最短路径

简单图最短路径直接上BFS

Network Delay Time

  • single source shortest path的题,用Dijkstra 求最短路

  • Dijkstra 算法类似于BFS, 也需要一个Queue存candidate和visited set, 区别在于

    • BFS总是找curNode的neighbor

    • Dijkstra找的是离curNode距离最近的nextNode, 类似贪心算法

    • 需要用PriorityQuue/minHeap来根据距离排序,找出距离最近的nextNode

  • Time complexity: O(V + ELogV) 借助heap

  • Space complexity: O(V)

· · · · · · ·

▶ **任务要求**: 根据文档正文,Dijkstra 算法借助堆时的时间复杂度是多少?

▶ **数据节选**:
· · · · · · ·

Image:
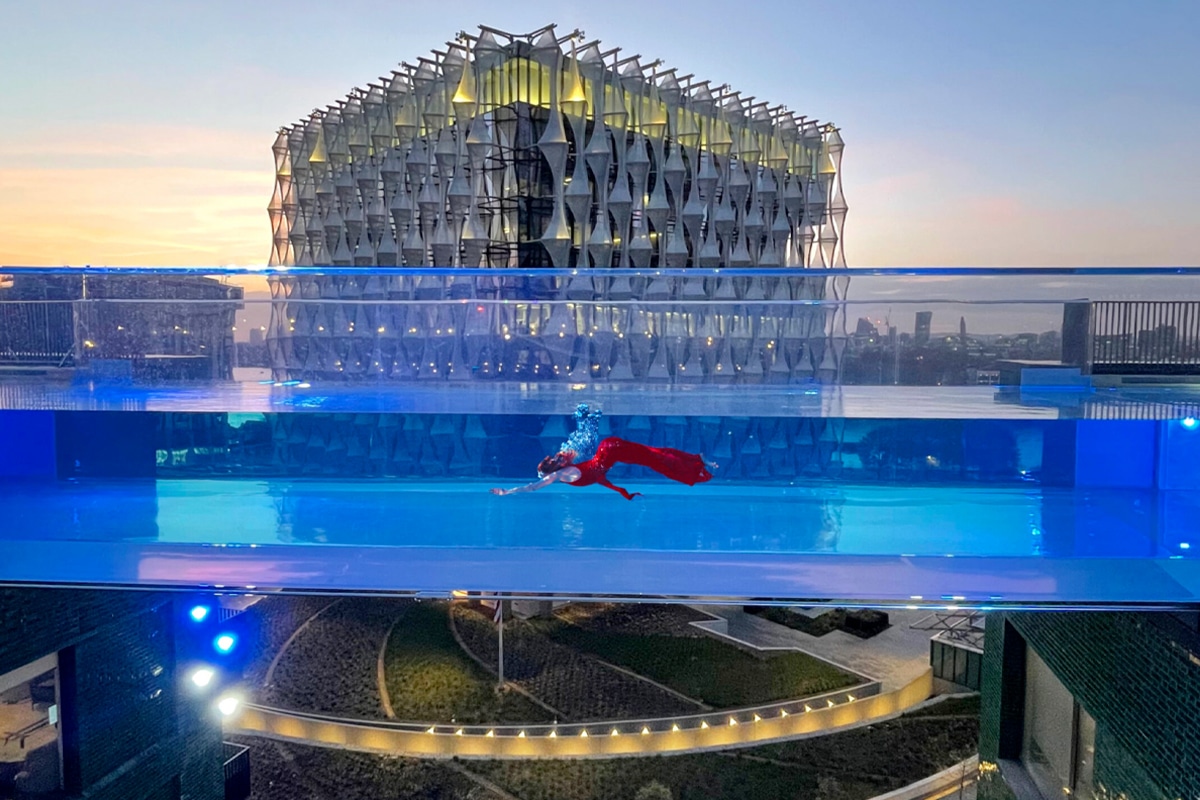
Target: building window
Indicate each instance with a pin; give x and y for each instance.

· · · · · · ·

▶ **本题答案**: O(V + ELogV)。